**Task requirements:**
Write out exactly, with no other output, the lines below from the one that contains "Q: Put a point on each instance of the beige" through the end.

(Location identification items)
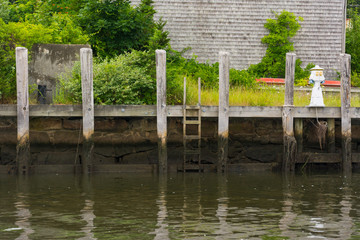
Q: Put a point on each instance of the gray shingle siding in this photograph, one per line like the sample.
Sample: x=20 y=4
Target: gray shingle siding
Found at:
x=237 y=26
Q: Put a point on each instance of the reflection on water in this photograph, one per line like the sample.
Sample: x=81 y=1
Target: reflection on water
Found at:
x=162 y=231
x=180 y=206
x=87 y=215
x=23 y=215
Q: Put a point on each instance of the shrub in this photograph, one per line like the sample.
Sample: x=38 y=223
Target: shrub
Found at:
x=116 y=81
x=353 y=42
x=115 y=26
x=281 y=29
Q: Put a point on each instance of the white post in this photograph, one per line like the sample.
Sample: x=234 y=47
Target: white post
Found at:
x=223 y=128
x=88 y=108
x=161 y=109
x=22 y=85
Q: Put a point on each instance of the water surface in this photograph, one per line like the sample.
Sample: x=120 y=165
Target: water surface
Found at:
x=180 y=206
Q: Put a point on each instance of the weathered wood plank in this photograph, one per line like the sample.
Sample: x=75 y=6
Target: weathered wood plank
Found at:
x=223 y=122
x=87 y=109
x=345 y=60
x=299 y=130
x=289 y=150
x=9 y=110
x=22 y=86
x=161 y=109
x=330 y=135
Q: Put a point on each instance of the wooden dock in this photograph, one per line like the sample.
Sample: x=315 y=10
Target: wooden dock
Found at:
x=291 y=116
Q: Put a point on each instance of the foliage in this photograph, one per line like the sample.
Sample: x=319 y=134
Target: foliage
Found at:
x=355 y=79
x=116 y=81
x=4 y=10
x=26 y=34
x=281 y=29
x=353 y=42
x=11 y=36
x=352 y=6
x=114 y=26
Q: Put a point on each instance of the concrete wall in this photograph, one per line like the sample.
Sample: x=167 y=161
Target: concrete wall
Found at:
x=237 y=26
x=50 y=60
x=133 y=140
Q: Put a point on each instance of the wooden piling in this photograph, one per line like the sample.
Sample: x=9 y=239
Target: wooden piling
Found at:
x=289 y=152
x=345 y=92
x=223 y=128
x=23 y=143
x=88 y=109
x=161 y=109
x=330 y=135
x=299 y=131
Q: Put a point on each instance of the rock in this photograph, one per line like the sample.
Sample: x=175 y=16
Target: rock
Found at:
x=263 y=153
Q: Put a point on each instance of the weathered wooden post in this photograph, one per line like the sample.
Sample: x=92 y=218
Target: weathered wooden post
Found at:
x=289 y=153
x=88 y=109
x=22 y=85
x=161 y=109
x=299 y=131
x=331 y=135
x=223 y=128
x=345 y=91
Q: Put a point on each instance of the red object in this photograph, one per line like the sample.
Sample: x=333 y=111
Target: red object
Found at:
x=281 y=81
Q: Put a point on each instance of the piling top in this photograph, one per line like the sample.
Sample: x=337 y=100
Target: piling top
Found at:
x=160 y=51
x=20 y=48
x=85 y=50
x=223 y=53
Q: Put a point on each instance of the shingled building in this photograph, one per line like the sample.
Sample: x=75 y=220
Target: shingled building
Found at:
x=237 y=26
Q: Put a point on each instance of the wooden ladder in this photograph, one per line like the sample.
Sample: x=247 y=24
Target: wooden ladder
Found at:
x=192 y=142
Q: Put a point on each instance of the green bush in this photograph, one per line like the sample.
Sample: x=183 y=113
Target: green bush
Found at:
x=355 y=79
x=273 y=64
x=115 y=26
x=353 y=42
x=116 y=81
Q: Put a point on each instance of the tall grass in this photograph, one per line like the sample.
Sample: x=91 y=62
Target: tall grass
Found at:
x=264 y=96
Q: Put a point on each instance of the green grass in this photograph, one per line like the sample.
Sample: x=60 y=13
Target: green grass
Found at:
x=265 y=96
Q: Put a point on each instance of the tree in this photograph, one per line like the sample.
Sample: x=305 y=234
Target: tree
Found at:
x=114 y=26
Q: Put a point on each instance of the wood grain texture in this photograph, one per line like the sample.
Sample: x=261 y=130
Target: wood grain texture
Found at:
x=22 y=87
x=223 y=123
x=345 y=60
x=87 y=108
x=161 y=109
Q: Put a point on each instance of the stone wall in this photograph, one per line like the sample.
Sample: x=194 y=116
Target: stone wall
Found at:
x=48 y=61
x=237 y=26
x=134 y=140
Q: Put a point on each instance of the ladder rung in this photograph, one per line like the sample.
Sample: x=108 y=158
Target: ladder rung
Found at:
x=192 y=122
x=192 y=137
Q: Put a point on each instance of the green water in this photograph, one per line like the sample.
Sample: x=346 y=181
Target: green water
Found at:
x=180 y=206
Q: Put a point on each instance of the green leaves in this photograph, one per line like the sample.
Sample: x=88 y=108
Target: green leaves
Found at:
x=281 y=29
x=120 y=80
x=115 y=27
x=353 y=42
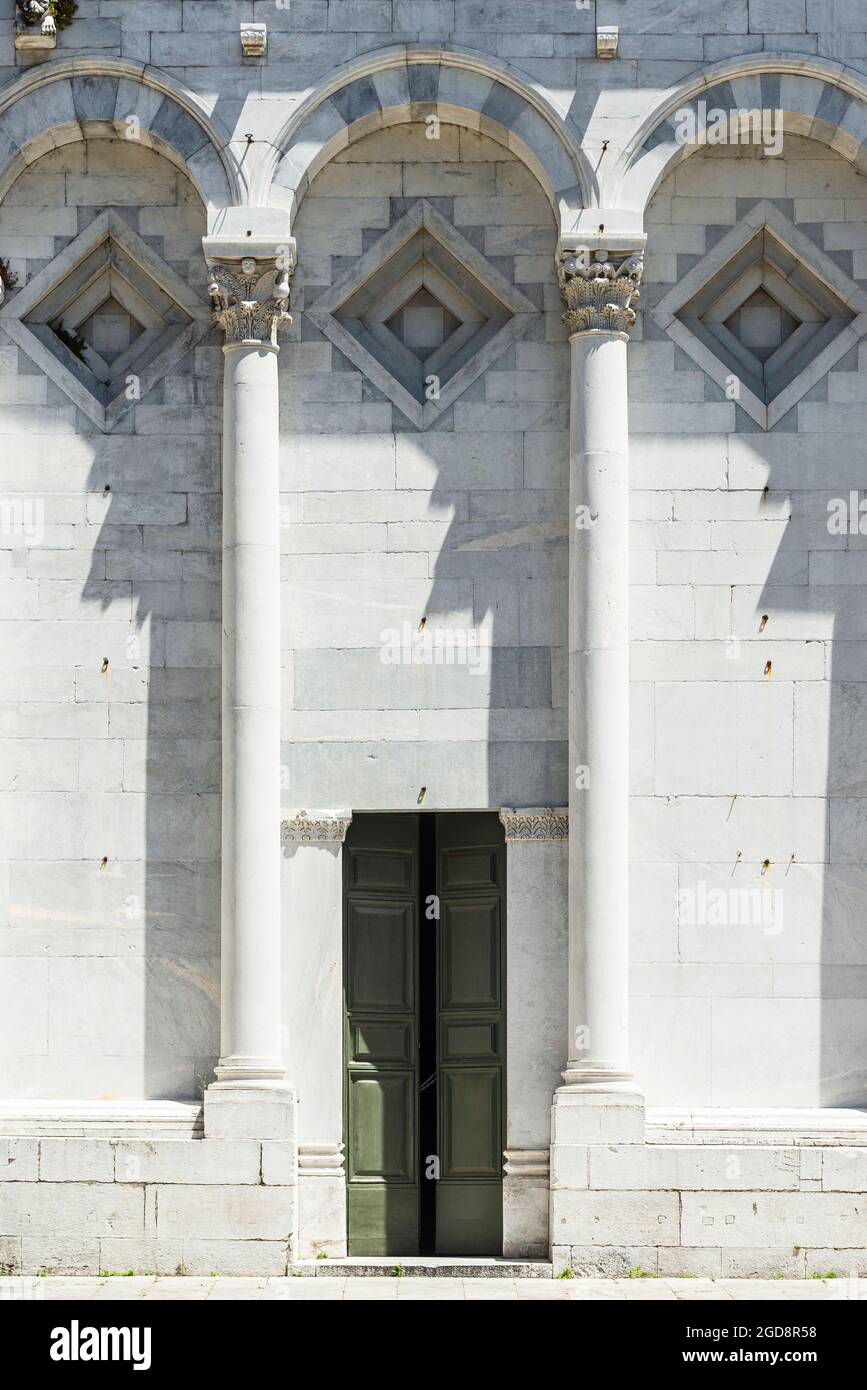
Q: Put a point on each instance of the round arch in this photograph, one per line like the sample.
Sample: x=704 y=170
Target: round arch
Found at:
x=409 y=84
x=75 y=99
x=819 y=99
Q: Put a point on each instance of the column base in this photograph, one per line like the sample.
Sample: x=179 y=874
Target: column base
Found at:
x=596 y=1112
x=599 y=1077
x=250 y=1109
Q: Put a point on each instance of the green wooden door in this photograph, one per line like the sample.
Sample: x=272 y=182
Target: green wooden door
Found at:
x=381 y=1039
x=471 y=1033
x=425 y=1033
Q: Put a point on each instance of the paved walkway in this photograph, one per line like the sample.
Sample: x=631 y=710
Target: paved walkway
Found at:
x=156 y=1287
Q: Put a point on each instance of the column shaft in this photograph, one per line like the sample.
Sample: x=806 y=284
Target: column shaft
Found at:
x=599 y=709
x=250 y=943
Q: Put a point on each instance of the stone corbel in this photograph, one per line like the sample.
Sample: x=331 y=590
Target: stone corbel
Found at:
x=599 y=288
x=254 y=39
x=250 y=292
x=316 y=826
x=35 y=25
x=535 y=823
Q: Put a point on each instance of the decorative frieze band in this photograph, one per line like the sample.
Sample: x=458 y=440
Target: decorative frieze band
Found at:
x=250 y=295
x=316 y=826
x=535 y=823
x=321 y=1159
x=599 y=289
x=527 y=1162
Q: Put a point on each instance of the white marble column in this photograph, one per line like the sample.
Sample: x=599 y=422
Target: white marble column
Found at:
x=598 y=292
x=313 y=1019
x=537 y=1012
x=249 y=285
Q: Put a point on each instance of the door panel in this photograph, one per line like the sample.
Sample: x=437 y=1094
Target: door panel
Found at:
x=470 y=952
x=471 y=876
x=381 y=993
x=425 y=1033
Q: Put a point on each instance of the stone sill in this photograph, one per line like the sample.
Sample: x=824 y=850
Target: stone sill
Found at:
x=35 y=42
x=102 y=1119
x=846 y=1127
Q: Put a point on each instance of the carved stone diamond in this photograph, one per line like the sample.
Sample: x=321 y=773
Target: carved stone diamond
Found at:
x=766 y=313
x=106 y=320
x=423 y=314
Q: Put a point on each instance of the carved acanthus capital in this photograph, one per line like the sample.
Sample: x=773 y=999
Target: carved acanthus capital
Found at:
x=316 y=826
x=599 y=291
x=250 y=295
x=535 y=823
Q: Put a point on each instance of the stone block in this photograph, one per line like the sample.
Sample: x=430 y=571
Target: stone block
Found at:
x=763 y=1221
x=678 y=1262
x=587 y=1218
x=705 y=1168
x=60 y=1254
x=612 y=1262
x=581 y=1116
x=763 y=1262
x=278 y=1162
x=321 y=1216
x=236 y=1257
x=568 y=1166
x=844 y=1171
x=525 y=1218
x=118 y=1255
x=188 y=1161
x=75 y=1161
x=259 y=1112
x=10 y=1255
x=71 y=1209
x=224 y=1212
x=18 y=1161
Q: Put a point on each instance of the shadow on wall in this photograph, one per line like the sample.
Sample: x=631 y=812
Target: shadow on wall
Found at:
x=156 y=559
x=813 y=599
x=445 y=631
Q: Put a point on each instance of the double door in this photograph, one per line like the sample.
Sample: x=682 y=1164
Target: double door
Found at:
x=424 y=1033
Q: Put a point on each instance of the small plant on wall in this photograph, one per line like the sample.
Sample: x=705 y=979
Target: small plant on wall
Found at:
x=63 y=13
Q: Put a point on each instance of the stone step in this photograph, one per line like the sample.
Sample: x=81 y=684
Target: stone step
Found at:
x=425 y=1266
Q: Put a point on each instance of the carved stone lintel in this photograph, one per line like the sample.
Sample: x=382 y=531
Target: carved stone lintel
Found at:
x=250 y=295
x=535 y=823
x=321 y=1159
x=599 y=292
x=607 y=36
x=35 y=27
x=254 y=39
x=316 y=826
x=527 y=1162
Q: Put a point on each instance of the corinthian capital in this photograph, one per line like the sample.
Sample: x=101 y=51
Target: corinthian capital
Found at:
x=250 y=293
x=599 y=289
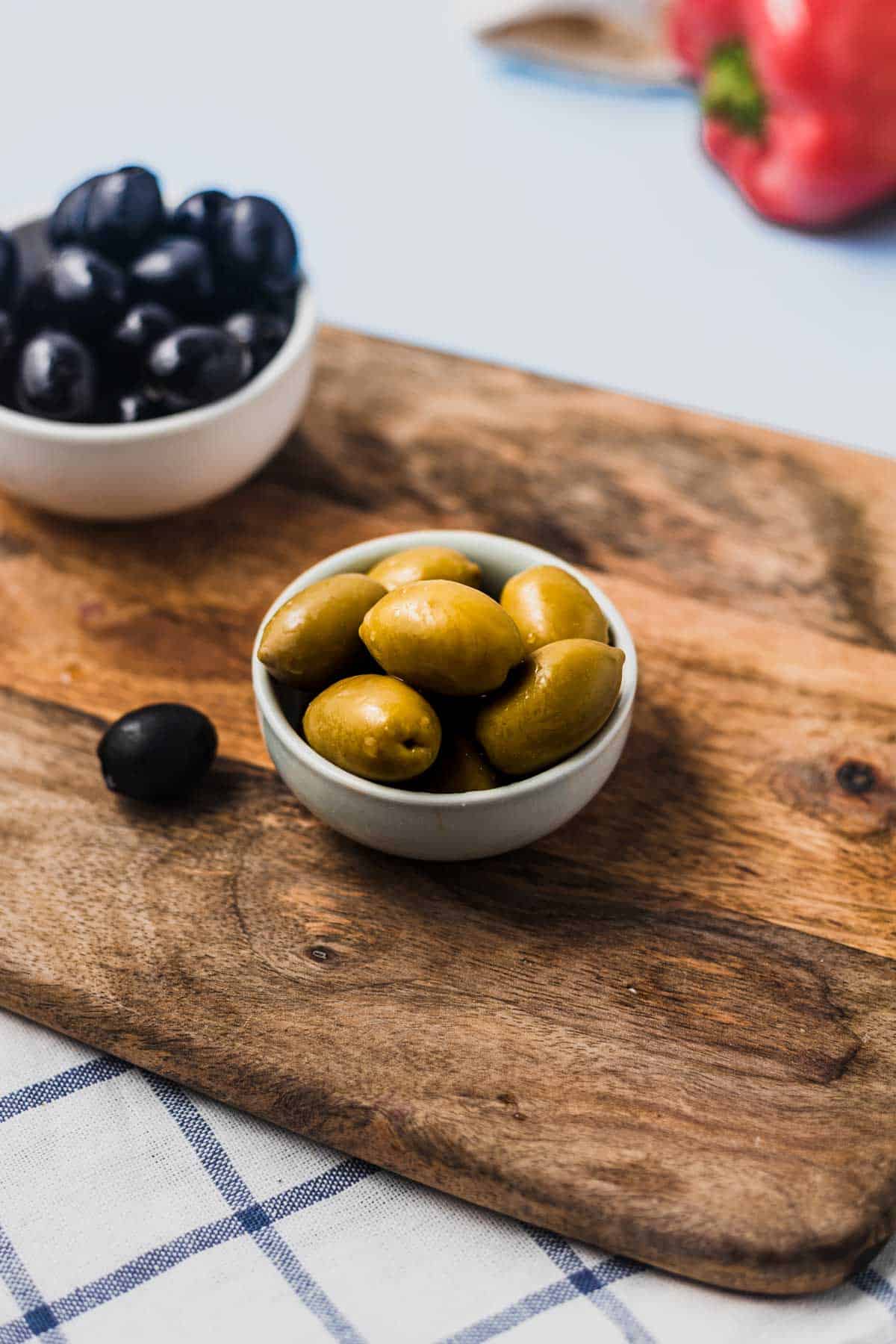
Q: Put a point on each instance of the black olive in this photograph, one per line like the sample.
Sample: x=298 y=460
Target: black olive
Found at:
x=67 y=221
x=8 y=336
x=176 y=273
x=257 y=245
x=8 y=269
x=196 y=364
x=77 y=290
x=57 y=378
x=261 y=334
x=199 y=215
x=124 y=213
x=134 y=337
x=131 y=408
x=158 y=752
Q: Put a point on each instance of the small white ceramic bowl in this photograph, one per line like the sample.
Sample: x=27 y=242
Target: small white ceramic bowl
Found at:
x=166 y=465
x=445 y=826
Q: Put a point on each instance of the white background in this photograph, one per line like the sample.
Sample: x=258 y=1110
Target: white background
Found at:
x=444 y=201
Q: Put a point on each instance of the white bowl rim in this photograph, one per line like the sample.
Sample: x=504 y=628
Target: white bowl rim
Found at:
x=85 y=436
x=296 y=745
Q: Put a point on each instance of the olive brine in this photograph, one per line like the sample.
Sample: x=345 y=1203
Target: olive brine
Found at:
x=421 y=679
x=128 y=312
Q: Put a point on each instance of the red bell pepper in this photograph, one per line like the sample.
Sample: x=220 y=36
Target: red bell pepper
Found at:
x=798 y=100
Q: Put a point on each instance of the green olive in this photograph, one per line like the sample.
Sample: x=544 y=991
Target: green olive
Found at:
x=442 y=636
x=461 y=768
x=314 y=638
x=548 y=604
x=553 y=706
x=374 y=726
x=426 y=562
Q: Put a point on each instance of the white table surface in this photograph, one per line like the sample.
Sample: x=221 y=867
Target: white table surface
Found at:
x=441 y=201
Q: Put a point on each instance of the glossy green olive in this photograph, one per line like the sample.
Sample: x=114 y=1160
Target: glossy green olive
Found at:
x=374 y=726
x=460 y=768
x=426 y=562
x=314 y=638
x=548 y=604
x=554 y=705
x=442 y=636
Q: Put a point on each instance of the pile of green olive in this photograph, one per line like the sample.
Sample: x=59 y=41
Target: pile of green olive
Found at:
x=422 y=679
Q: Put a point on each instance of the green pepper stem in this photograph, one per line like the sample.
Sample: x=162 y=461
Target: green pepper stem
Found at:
x=731 y=90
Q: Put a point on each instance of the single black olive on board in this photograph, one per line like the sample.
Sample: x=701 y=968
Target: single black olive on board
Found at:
x=78 y=290
x=67 y=221
x=124 y=213
x=199 y=214
x=57 y=378
x=8 y=268
x=261 y=334
x=159 y=752
x=141 y=327
x=257 y=245
x=176 y=273
x=196 y=364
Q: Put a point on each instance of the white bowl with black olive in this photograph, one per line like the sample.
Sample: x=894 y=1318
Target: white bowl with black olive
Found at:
x=156 y=376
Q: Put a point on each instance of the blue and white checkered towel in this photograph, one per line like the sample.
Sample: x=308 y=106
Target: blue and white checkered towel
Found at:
x=132 y=1211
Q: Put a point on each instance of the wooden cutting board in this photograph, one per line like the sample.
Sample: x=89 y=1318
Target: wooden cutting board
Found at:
x=669 y=1028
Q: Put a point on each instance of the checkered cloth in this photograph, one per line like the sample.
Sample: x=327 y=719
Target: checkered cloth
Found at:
x=134 y=1211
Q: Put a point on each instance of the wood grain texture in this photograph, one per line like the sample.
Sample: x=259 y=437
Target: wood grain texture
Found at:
x=629 y=1033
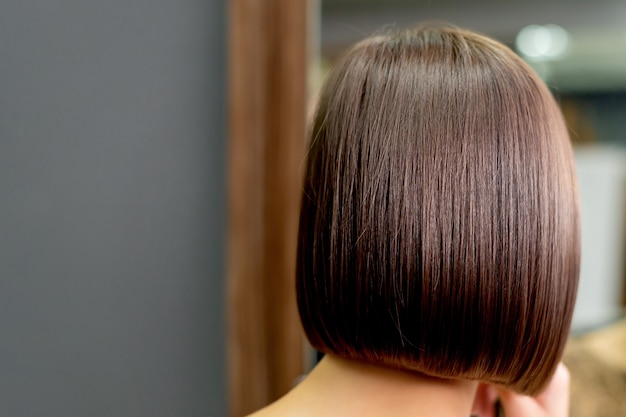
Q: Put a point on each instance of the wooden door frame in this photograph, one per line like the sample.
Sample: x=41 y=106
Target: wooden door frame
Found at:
x=267 y=70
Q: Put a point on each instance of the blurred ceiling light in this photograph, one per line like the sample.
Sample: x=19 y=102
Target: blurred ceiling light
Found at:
x=542 y=43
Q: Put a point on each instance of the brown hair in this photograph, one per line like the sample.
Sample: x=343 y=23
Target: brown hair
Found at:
x=439 y=225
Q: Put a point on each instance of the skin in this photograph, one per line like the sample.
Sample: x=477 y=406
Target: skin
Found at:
x=340 y=387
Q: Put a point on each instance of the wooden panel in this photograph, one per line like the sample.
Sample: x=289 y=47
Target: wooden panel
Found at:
x=267 y=93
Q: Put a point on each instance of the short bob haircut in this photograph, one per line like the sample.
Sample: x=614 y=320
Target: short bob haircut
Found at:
x=439 y=226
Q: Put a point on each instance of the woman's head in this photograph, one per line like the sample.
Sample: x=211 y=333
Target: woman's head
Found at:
x=439 y=223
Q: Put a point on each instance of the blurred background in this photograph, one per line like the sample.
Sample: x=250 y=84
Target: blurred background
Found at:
x=579 y=49
x=149 y=163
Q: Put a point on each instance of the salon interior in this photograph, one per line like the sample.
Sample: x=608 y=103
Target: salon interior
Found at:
x=150 y=159
x=579 y=49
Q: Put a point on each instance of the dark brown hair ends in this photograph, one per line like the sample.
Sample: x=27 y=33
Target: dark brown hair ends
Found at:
x=439 y=226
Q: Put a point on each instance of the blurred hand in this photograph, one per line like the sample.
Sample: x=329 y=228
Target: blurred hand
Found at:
x=552 y=402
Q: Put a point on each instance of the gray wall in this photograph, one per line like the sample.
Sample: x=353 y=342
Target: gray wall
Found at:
x=112 y=143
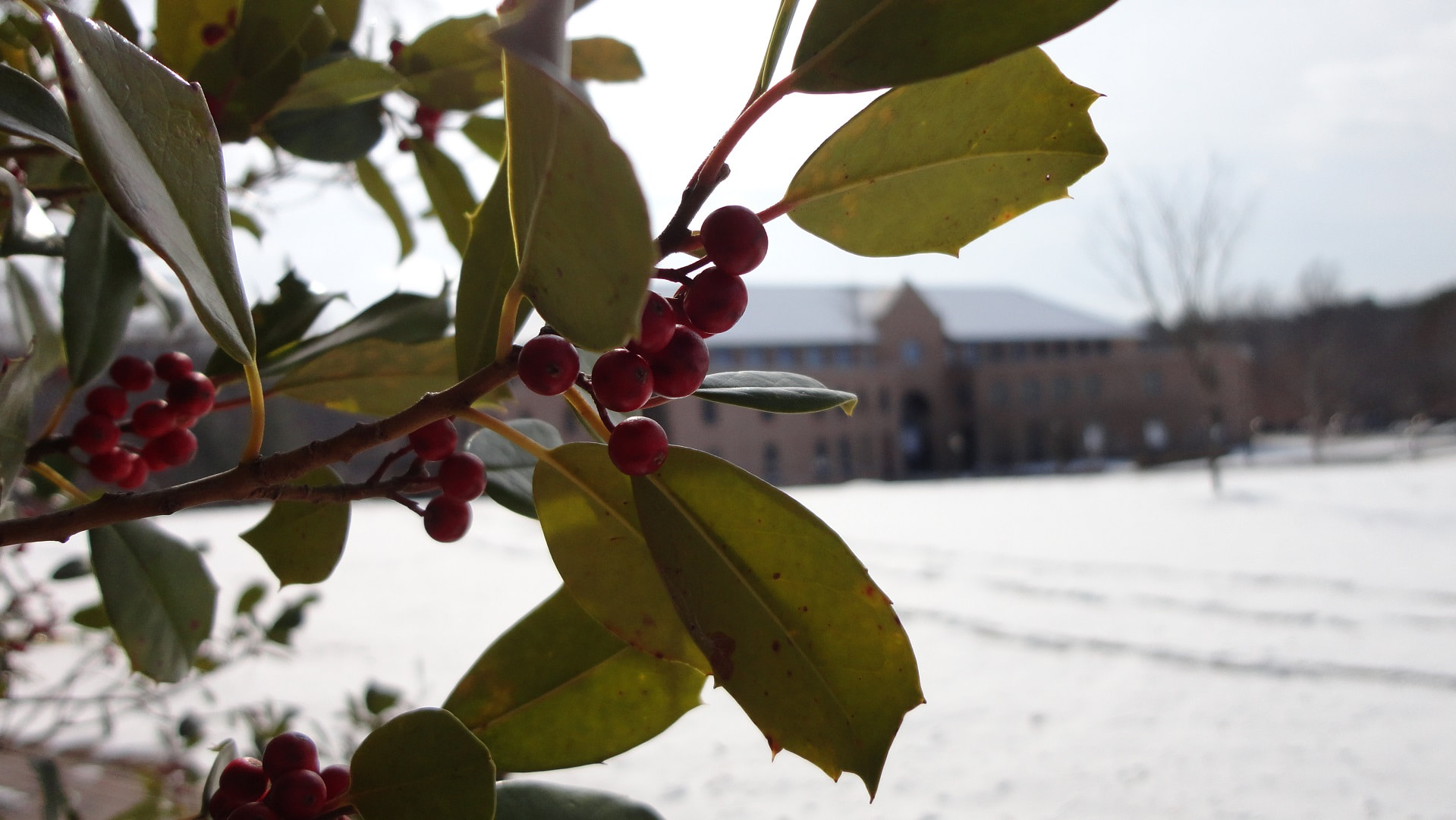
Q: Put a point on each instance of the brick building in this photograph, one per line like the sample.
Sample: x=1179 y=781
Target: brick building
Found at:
x=950 y=381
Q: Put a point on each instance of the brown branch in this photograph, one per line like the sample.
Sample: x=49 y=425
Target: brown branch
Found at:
x=256 y=479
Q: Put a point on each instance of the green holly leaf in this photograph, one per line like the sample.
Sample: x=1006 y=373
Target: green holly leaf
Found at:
x=931 y=166
x=583 y=237
x=302 y=541
x=854 y=46
x=158 y=595
x=558 y=691
x=592 y=529
x=792 y=625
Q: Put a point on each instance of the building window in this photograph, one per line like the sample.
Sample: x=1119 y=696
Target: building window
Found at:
x=1152 y=383
x=910 y=353
x=1061 y=389
x=1001 y=394
x=1031 y=391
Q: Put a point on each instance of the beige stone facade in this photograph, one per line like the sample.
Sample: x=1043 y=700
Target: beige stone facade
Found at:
x=950 y=382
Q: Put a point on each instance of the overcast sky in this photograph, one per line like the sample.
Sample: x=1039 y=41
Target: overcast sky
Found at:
x=1332 y=120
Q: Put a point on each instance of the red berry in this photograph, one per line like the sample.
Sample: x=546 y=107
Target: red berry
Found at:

**Answer to this problem:**
Q: Put a point on each instance of the beige stone facade in this photograph, one per line like the sample.
Sample: x=1043 y=700
Target: beige stone facade
Found at:
x=950 y=382
Q: Put a point on each instance of the overcast sky in this photograph, one per line like the sample.
Sample: x=1039 y=41
Target: overcast sky
Found at:
x=1332 y=120
Q: Put a point on each instance of the red berry in this photograph, one per line like the sample.
Sample: x=546 y=107
Target: red berry
Found at:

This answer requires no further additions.